## TASK REQUIREMENTS:
Reproduce the material with each "Tag every" changed to "Outline each" and nothing else altered. Omit the pictures.

## RECORD SET:
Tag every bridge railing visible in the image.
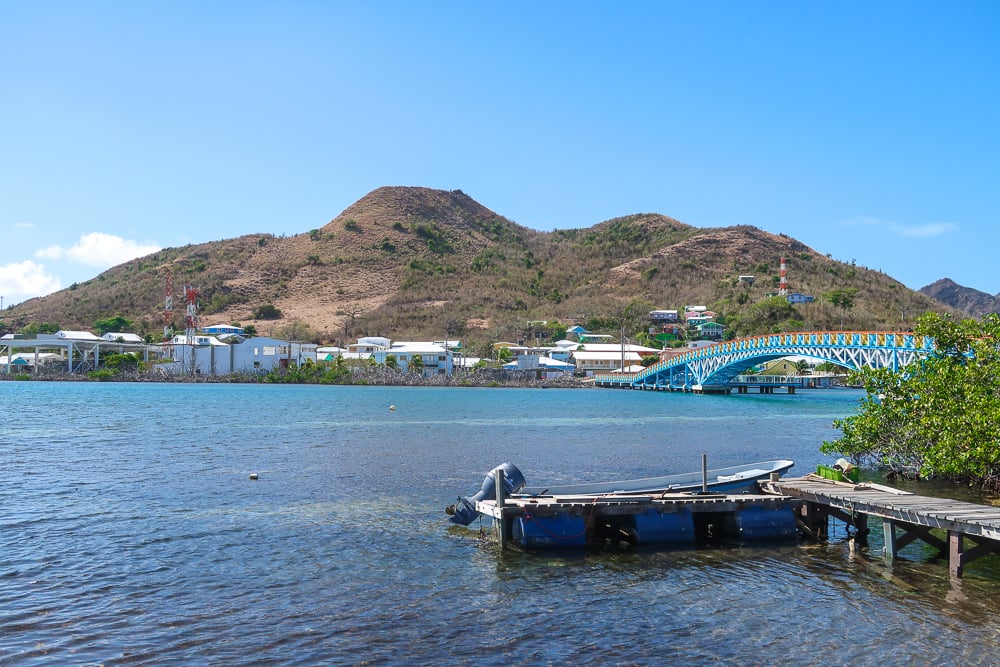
[594,331,934,385]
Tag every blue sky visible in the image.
[0,0,1000,307]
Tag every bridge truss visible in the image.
[594,331,934,391]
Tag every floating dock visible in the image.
[762,475,1000,577]
[476,493,802,549]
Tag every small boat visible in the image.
[445,459,795,526]
[515,459,795,496]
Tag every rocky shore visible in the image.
[0,366,594,389]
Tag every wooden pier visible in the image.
[762,475,1000,577]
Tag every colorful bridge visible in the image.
[594,331,934,393]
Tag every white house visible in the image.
[101,331,145,344]
[53,330,103,343]
[316,345,347,361]
[503,355,576,378]
[201,324,243,336]
[572,343,660,376]
[372,342,454,377]
[649,310,677,322]
[786,292,816,304]
[164,336,316,375]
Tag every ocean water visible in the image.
[0,382,1000,667]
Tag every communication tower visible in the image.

## WRITTEN ANSWER:
Outline each bridge railing visible in the image.
[594,331,934,385]
Outline each blue sky visible in the image.
[0,0,1000,307]
Outline each bridge truss visible in the image.
[594,331,934,391]
Outline each floating dock visible in the image.
[762,475,1000,577]
[476,493,802,549]
Outline each small boat visible in the image.
[445,459,795,526]
[515,459,795,496]
Outline each rocky shore visible in the image.
[0,366,594,389]
Outline each wooden pier visible in the image.
[762,475,1000,577]
Outline each colorful bridge visible in the image.
[594,331,934,393]
Outline each white house visible in the image.
[101,331,145,344]
[53,330,103,343]
[316,345,347,361]
[503,355,576,378]
[201,324,243,336]
[572,343,660,376]
[372,342,454,377]
[649,310,677,322]
[786,292,816,304]
[164,336,316,375]
Outline each ocean water visible in the image.
[0,382,1000,667]
Outline each communication tower visible in the image.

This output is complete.